## To do
Retype all data exactly as given. Pictures should not be retyped.

(Region pointing data)
▬▬▬▬▬▬▬▬▬▬

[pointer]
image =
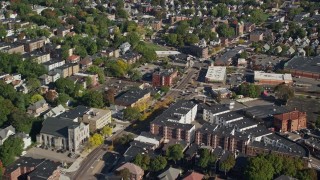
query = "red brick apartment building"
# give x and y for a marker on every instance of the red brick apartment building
(163, 78)
(291, 121)
(222, 137)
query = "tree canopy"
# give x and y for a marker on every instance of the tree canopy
(175, 152)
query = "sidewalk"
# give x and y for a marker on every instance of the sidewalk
(76, 164)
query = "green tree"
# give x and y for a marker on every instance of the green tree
(36, 98)
(135, 75)
(259, 168)
(222, 10)
(124, 173)
(158, 163)
(225, 31)
(206, 158)
(107, 130)
(257, 16)
(228, 163)
(175, 152)
(12, 147)
(33, 84)
(6, 108)
(307, 174)
(93, 99)
(131, 114)
(96, 140)
(318, 122)
(142, 160)
(284, 92)
(63, 98)
(64, 85)
(21, 121)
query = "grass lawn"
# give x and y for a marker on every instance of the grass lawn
(156, 47)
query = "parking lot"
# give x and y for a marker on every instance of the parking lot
(39, 153)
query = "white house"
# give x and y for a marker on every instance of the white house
(124, 47)
(5, 133)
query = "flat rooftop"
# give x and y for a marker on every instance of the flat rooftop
(307, 64)
(216, 73)
(260, 75)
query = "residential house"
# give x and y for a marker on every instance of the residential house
(136, 172)
(51, 95)
(12, 48)
(85, 62)
(29, 168)
(54, 112)
(73, 59)
(170, 173)
(133, 98)
(94, 78)
(26, 139)
(37, 108)
(111, 52)
(256, 36)
(31, 45)
(50, 65)
(249, 27)
(124, 47)
(164, 78)
(67, 70)
(131, 57)
(5, 133)
(97, 118)
(48, 78)
(193, 176)
(39, 57)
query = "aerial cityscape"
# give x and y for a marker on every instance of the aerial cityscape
(159, 89)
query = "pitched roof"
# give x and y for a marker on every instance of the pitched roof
(37, 104)
(169, 174)
(4, 133)
(194, 176)
(57, 126)
(134, 169)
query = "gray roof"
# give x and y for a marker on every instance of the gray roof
(223, 131)
(230, 54)
(265, 110)
(258, 131)
(37, 104)
(170, 174)
(57, 126)
(131, 96)
(307, 64)
(4, 132)
(229, 116)
(294, 148)
(245, 122)
(216, 108)
(75, 113)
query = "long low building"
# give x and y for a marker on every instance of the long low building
(175, 122)
(304, 66)
(262, 78)
(216, 74)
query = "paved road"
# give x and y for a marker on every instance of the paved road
(85, 170)
(88, 164)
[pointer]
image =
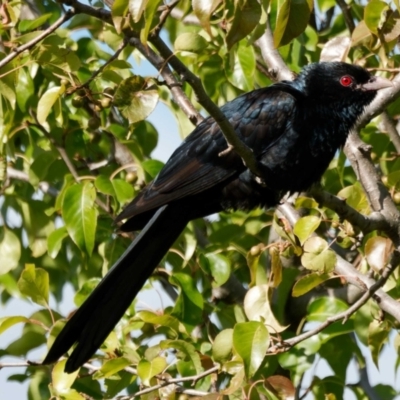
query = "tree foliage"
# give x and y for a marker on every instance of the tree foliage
(76, 147)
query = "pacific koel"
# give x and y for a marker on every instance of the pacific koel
(294, 129)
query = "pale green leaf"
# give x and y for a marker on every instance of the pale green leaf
(251, 341)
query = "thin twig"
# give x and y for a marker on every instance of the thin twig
(173, 84)
(18, 50)
(277, 68)
(345, 315)
(345, 269)
(167, 382)
(346, 11)
(229, 133)
(366, 223)
(101, 69)
(389, 126)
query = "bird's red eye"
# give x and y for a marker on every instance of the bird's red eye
(346, 80)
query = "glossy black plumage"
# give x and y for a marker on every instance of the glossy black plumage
(294, 129)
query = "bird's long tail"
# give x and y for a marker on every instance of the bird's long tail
(102, 310)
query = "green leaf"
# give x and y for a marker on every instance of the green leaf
(87, 288)
(258, 308)
(147, 370)
(203, 10)
(10, 251)
(223, 345)
(247, 14)
(54, 241)
(34, 283)
(317, 256)
(47, 101)
(111, 367)
(325, 307)
(374, 15)
(62, 382)
(8, 322)
(162, 320)
(186, 351)
(152, 167)
(80, 215)
(356, 198)
(31, 24)
(308, 282)
(251, 341)
(377, 251)
(220, 268)
(305, 226)
(189, 305)
(190, 41)
(135, 102)
(292, 20)
(40, 167)
(377, 335)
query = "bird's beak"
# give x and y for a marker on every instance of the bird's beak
(376, 83)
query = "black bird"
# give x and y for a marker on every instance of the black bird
(294, 129)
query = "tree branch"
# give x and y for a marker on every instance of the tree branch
(347, 271)
(231, 137)
(389, 126)
(345, 315)
(365, 223)
(175, 87)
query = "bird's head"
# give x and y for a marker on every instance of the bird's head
(330, 82)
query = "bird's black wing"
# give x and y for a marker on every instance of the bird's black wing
(259, 118)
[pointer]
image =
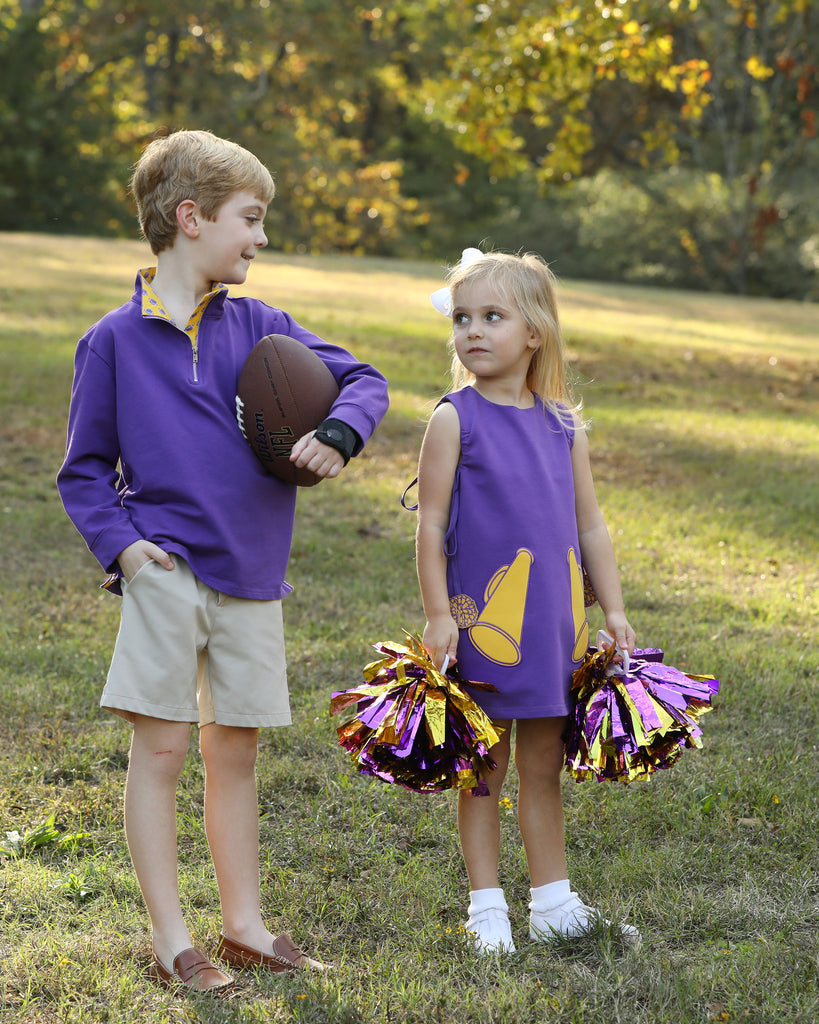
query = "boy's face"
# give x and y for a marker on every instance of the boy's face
(232, 239)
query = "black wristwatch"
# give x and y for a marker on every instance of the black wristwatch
(340, 436)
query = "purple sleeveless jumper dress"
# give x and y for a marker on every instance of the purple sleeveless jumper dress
(513, 570)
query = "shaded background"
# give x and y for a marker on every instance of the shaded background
(634, 140)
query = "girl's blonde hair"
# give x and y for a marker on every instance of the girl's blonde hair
(194, 165)
(528, 284)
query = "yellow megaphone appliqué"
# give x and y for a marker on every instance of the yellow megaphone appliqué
(577, 607)
(497, 632)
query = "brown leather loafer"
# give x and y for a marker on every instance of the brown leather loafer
(286, 955)
(192, 972)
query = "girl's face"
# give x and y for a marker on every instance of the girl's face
(491, 338)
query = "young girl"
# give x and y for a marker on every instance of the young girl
(507, 518)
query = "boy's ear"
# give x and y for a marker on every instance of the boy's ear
(187, 217)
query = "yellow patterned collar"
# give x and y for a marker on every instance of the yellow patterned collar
(152, 304)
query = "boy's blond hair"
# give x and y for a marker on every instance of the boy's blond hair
(526, 283)
(194, 165)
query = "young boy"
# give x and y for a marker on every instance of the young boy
(196, 536)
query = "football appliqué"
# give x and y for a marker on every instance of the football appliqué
(284, 391)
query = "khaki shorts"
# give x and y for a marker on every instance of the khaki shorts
(186, 652)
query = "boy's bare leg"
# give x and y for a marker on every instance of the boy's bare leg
(231, 821)
(158, 755)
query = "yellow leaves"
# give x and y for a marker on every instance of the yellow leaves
(758, 69)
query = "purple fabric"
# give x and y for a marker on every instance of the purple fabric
(189, 481)
(514, 494)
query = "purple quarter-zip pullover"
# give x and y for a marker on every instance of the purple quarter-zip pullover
(155, 452)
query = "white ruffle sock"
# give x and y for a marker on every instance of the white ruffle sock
(556, 911)
(488, 922)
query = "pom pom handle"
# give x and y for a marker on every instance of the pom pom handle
(604, 641)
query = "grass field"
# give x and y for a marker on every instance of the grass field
(704, 417)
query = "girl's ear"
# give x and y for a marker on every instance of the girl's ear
(187, 217)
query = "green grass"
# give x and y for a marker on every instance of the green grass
(705, 448)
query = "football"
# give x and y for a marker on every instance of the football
(284, 391)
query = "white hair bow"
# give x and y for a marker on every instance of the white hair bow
(442, 299)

▬▬▬▬▬▬▬▬▬▬

## Exercise answer
[pointer]
image =
query = "red brick apartment building"
# give x and y for a marker on every instance of the red brick apartment building
(163, 78)
(291, 121)
(222, 137)
query = "tree canopy"
# give x and y for a marker on every instance of the tree canopy
(175, 152)
query = "sidewalk"
# give x and y for a marker on every instance of the sidewalk
(76, 164)
query = "green tree"
# give x and y for a marker on every instance of the green tree
(36, 98)
(135, 75)
(259, 168)
(222, 10)
(124, 173)
(158, 163)
(225, 31)
(206, 158)
(107, 130)
(257, 16)
(228, 163)
(175, 152)
(12, 147)
(33, 84)
(6, 108)
(307, 174)
(93, 99)
(131, 114)
(96, 140)
(318, 122)
(142, 160)
(284, 92)
(63, 98)
(64, 85)
(21, 121)
query = "grass lawn"
# give x and y for a marker on every instance of the grass lawn
(156, 47)
query = "parking lot"
# give x and y for a marker on every instance of the parking lot
(39, 153)
query = "white house"
# give x and y for a marker on every instance of the white house
(124, 47)
(5, 133)
query = "flat rooftop"
# give x and y for a marker on every instance of the flat rooftop
(307, 64)
(216, 73)
(260, 75)
query = "residential house"
# give x and y for a marker on every instance of the residential house
(136, 172)
(51, 95)
(12, 48)
(85, 62)
(29, 168)
(54, 112)
(73, 59)
(170, 173)
(133, 98)
(94, 78)
(26, 139)
(37, 108)
(111, 52)
(256, 36)
(31, 45)
(50, 65)
(249, 27)
(124, 47)
(164, 78)
(67, 70)
(131, 57)
(5, 133)
(97, 118)
(48, 78)
(193, 176)
(39, 57)
query = "aerial cityscape"
# give x and y for a marker on every instance of the aerial cityscape
(159, 89)
query = "pitched roof"
# give x and y for a marker on every instance of the pitched roof
(37, 104)
(169, 174)
(4, 133)
(194, 176)
(57, 126)
(134, 169)
query = "gray roof"
# give x and y for a marker on every instance of the gray roof
(223, 131)
(230, 54)
(265, 110)
(258, 131)
(37, 104)
(170, 174)
(57, 126)
(131, 96)
(307, 64)
(4, 132)
(229, 116)
(294, 148)
(245, 122)
(216, 108)
(75, 113)
query = "long low building"
# give x and y for a marker on every instance of the long low building
(175, 122)
(304, 66)
(262, 78)
(216, 74)
query = "paved road"
# give x and y for a marker on every instance of the paved road
(85, 170)
(88, 164)
[pointer]
image =
query = "tree foliage"
# give x and y for a marker on every instance of the tree foliage
(76, 147)
query = "pacific koel"
# give x and y for a marker on every instance of the pacific koel
(294, 129)
query = "pale green leaf"
# give x and y for a marker on every instance of the pale green leaf
(251, 341)
query = "thin twig"
# give x and y for a marker on every instance of the thin twig
(173, 84)
(18, 50)
(277, 68)
(345, 315)
(345, 269)
(167, 382)
(346, 11)
(229, 133)
(366, 223)
(101, 69)
(389, 126)
query = "bird's red eye"
# give x and y for a marker on every instance of the bird's red eye
(346, 80)
query = "glossy black plumage"
# give x and y for a marker on every instance of the glossy black plumage
(294, 129)
query = "bird's long tail"
# give x and y for a marker on every instance of the bird's long tail
(102, 310)
query = "green leaf"
# give x and y for a marker on every instance of the green leaf
(87, 288)
(258, 308)
(147, 370)
(203, 10)
(10, 251)
(223, 345)
(247, 14)
(54, 241)
(34, 283)
(317, 256)
(47, 101)
(111, 367)
(325, 307)
(374, 15)
(62, 382)
(8, 322)
(162, 320)
(186, 351)
(152, 167)
(80, 215)
(356, 198)
(31, 24)
(308, 282)
(251, 341)
(377, 251)
(220, 268)
(305, 226)
(189, 305)
(190, 41)
(135, 102)
(292, 20)
(40, 167)
(377, 335)
query = "bird's beak"
# give x and y for a marker on every instance of the bird's beak
(376, 83)
query = "black bird"
# give x and y for a marker on every instance of the black bird
(294, 129)
query = "tree branch"
# give x and y for a marker on every instance of the tree branch
(347, 271)
(231, 137)
(389, 126)
(345, 315)
(365, 223)
(175, 87)
query = "bird's head"
# give x and y for a marker on every instance of the bird's head
(330, 82)
query = "bird's black wing"
# give x and y for a marker on every instance of the bird's black wing
(259, 118)
[pointer]
image =
query = "boy's face"
# give x and y for a marker on every instance of the boy's face
(232, 239)
query = "black wristwatch"
# give x and y for a marker on every instance of the black wristwatch
(340, 436)
query = "purple sleeveless jumper dress"
# give x and y for a marker on every instance of the purple sleeveless jumper dress
(513, 570)
query = "shaded background"
# give x and y for a marker on every instance of the shaded background
(634, 140)
query = "girl's blonde hair"
# give x and y for a marker on every instance of the girl's blonde hair
(194, 165)
(528, 284)
query = "yellow megaphone appliqué"
# give x and y for a marker on every instance of the yellow megaphone appliqué
(577, 607)
(497, 632)
query = "brown leather loafer"
# give x and y for a marker on every instance of the brown leather loafer
(286, 955)
(192, 972)
query = "girl's face"
# give x and y for a marker on every instance of the girl's face
(491, 338)
query = "young girl"
# give x and y for a marker on every instance of the young girl
(507, 518)
query = "boy's ear"
# give x and y for a marker on every instance of the boy's ear
(187, 217)
query = "yellow patterned collar"
# give x and y for a marker on every instance of the yellow patterned collar
(152, 304)
query = "boy's blond hair"
# give x and y for a marker on every instance of the boy's blond hair
(526, 283)
(194, 165)
query = "young boy"
# give x and y for a marker on every instance of the young boy
(196, 536)
query = "football appliqué"
# give x and y for a marker on every instance of the football appliqué
(284, 391)
query = "khaki shorts"
# give x and y for a marker on every instance of the khaki shorts
(186, 652)
query = "boy's bare leg"
# give x and y for a marker on every instance of the boy's bare leg
(231, 821)
(158, 755)
query = "yellow leaves"
# give x and y for a marker on every instance of the yellow leaves
(758, 69)
query = "purple fabric"
# give x and y for a marker on every instance of the purple fabric
(189, 481)
(514, 494)
query = "purple quarter-zip pullover"
# give x and y for a marker on every instance of the purple quarter-zip pullover
(155, 452)
query = "white ruffle sock"
# give x and y for a marker on every instance of the white ruffle sock
(556, 911)
(488, 922)
query = "pom pom handle"
# give x and y for a marker on every instance of the pom pom handle
(604, 641)
query = "grass field"
# give x and y for a marker on every instance of the grass field
(704, 417)
query = "girl's ear"
# give x and y for a marker on every instance of the girl's ear
(187, 217)
query = "green grass"
# give x and y for a marker on every instance of the green grass
(705, 448)
query = "football"
# give x and y for a marker on every instance of the football
(284, 391)
query = "white hair bow"
# give x and y for a marker on every instance of the white hair bow
(442, 299)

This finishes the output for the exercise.